**What you need to do:**
Convert the rows below into a JSON list of strings, one string per line, with blank lines and the pictures left out.

[Stored items]
____

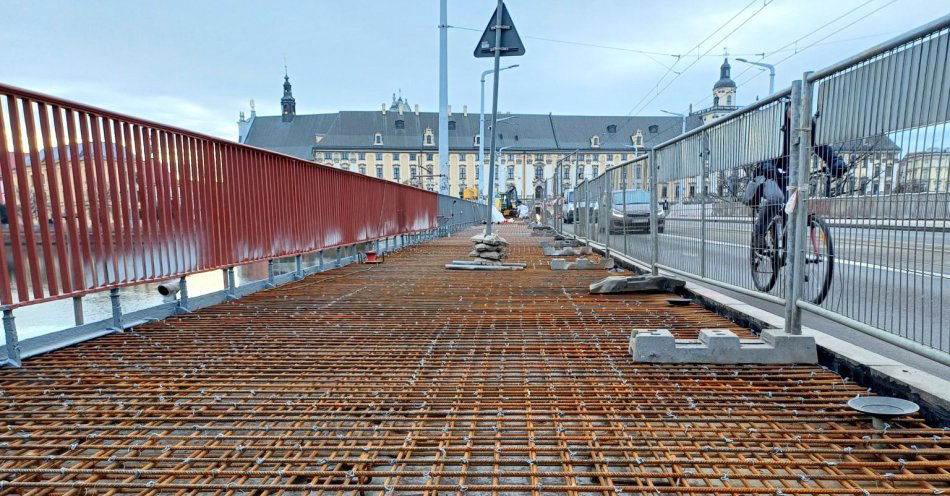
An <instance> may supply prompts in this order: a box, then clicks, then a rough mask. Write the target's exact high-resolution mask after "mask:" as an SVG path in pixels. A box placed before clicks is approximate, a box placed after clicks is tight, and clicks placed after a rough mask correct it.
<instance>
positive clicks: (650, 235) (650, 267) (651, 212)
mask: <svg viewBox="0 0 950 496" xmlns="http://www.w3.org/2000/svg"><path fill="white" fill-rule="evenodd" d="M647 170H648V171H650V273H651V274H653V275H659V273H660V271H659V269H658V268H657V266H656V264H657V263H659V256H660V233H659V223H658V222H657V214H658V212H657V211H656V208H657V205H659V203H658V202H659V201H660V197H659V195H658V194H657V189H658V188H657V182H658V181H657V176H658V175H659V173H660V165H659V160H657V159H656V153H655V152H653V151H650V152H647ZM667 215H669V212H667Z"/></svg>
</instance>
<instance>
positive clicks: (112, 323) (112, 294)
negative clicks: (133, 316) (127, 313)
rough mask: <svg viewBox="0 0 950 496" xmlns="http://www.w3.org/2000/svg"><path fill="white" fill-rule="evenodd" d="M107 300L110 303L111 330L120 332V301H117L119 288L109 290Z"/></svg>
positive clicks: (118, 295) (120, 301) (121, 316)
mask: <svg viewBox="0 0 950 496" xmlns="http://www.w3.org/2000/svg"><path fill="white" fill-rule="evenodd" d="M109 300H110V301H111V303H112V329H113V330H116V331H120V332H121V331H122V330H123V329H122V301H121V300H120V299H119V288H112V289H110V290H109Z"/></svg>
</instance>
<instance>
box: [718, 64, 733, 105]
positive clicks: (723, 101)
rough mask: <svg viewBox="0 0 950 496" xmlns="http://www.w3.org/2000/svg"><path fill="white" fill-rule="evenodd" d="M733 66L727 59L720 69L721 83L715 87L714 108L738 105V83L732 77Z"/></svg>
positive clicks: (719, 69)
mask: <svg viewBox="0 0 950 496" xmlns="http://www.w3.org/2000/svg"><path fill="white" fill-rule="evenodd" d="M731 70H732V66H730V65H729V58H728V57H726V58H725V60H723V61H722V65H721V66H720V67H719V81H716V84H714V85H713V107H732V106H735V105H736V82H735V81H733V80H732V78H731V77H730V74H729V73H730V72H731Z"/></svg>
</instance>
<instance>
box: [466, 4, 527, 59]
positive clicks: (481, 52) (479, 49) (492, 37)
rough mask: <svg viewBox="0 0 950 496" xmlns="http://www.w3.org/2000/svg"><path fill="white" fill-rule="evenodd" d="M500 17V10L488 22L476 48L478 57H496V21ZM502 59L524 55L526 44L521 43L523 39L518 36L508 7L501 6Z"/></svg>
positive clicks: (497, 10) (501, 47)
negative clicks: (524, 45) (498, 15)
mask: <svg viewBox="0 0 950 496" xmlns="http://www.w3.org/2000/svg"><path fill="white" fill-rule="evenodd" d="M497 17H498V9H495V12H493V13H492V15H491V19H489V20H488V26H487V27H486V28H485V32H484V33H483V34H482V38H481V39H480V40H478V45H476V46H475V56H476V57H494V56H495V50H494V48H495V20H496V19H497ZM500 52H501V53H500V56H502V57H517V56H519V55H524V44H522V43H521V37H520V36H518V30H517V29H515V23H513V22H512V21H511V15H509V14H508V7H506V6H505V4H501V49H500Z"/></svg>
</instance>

____

**Output for this task:**
[
  "An <instance> may supply prompts in this order: a box, then clicks, then a rough mask. Write the target's exact high-resolution mask after \"mask:\" as an SVG path in pixels. A box placed before clicks is approximate, a box placed after clicks is tight, and clicks placed after a rough mask correct it.",
  "<instance>",
  "positive clicks: (650, 235) (650, 267) (651, 212)",
  "mask: <svg viewBox=\"0 0 950 496\" xmlns=\"http://www.w3.org/2000/svg\"><path fill=\"white\" fill-rule=\"evenodd\" d=\"M647 170H648V171H650V273H651V274H653V275H659V273H660V271H659V269H658V268H657V266H656V264H657V263H659V256H660V233H659V223H658V222H657V214H658V212H657V211H656V208H657V205H659V203H658V202H659V201H660V197H659V195H658V194H657V189H658V188H657V182H658V181H657V176H658V175H659V173H660V165H659V160H657V159H656V153H655V152H653V151H650V152H647ZM667 215H669V212H667Z\"/></svg>",
  "</instance>",
  "<instance>",
  "positive clicks: (112, 323) (112, 294)",
  "negative clicks: (133, 316) (127, 313)",
  "rough mask: <svg viewBox=\"0 0 950 496\" xmlns=\"http://www.w3.org/2000/svg\"><path fill=\"white\" fill-rule=\"evenodd\" d=\"M107 300L110 303L111 330L120 332V301H117L119 288L109 290Z\"/></svg>",
  "positive clicks: (118, 295) (120, 301) (121, 316)",
  "mask: <svg viewBox=\"0 0 950 496\" xmlns=\"http://www.w3.org/2000/svg\"><path fill=\"white\" fill-rule=\"evenodd\" d=\"M109 300H110V301H111V303H112V329H113V330H116V331H120V332H121V331H122V330H123V329H122V301H121V300H120V299H119V288H112V289H110V290H109Z\"/></svg>",
  "</instance>",
  "<instance>",
  "box: [718, 64, 733, 105]",
  "positive clicks: (723, 101)",
  "rough mask: <svg viewBox=\"0 0 950 496\" xmlns=\"http://www.w3.org/2000/svg\"><path fill=\"white\" fill-rule=\"evenodd\" d=\"M733 66L727 59L720 69L721 83L715 87L714 108L738 105V83L732 77Z\"/></svg>",
  "positive clicks: (719, 69)",
  "mask: <svg viewBox=\"0 0 950 496\" xmlns=\"http://www.w3.org/2000/svg\"><path fill=\"white\" fill-rule=\"evenodd\" d=\"M731 70H732V66H730V65H729V58H728V57H726V58H725V60H723V61H722V65H721V66H720V67H719V81H716V84H714V85H713V107H732V106H735V105H736V82H735V81H733V80H732V78H731V77H730V74H729V73H730V72H731Z\"/></svg>",
  "</instance>",
  "<instance>",
  "box: [466, 4, 527, 59]",
  "positive clicks: (481, 52) (479, 49) (492, 37)",
  "rough mask: <svg viewBox=\"0 0 950 496\" xmlns=\"http://www.w3.org/2000/svg\"><path fill=\"white\" fill-rule=\"evenodd\" d=\"M500 17V10L488 22L476 48L478 57H496V21ZM502 59L524 55L526 44L521 43L523 39L518 36L508 7L501 6Z\"/></svg>",
  "positive clicks: (497, 10) (501, 47)",
  "negative clicks: (524, 45) (498, 15)",
  "mask: <svg viewBox=\"0 0 950 496\" xmlns=\"http://www.w3.org/2000/svg\"><path fill=\"white\" fill-rule=\"evenodd\" d=\"M497 17H498V9H495V12H493V13H492V15H491V19H489V20H488V26H487V27H486V28H485V32H484V33H483V34H482V38H481V39H480V40H478V45H476V46H475V56H476V57H494V56H495V50H494V48H495V20H496V19H497ZM500 52H501V53H500V56H502V57H517V56H519V55H524V44H522V43H521V37H520V36H518V30H517V29H515V23H513V22H512V21H511V15H509V14H508V7H506V6H505V4H501V49H500Z\"/></svg>",
  "</instance>"
]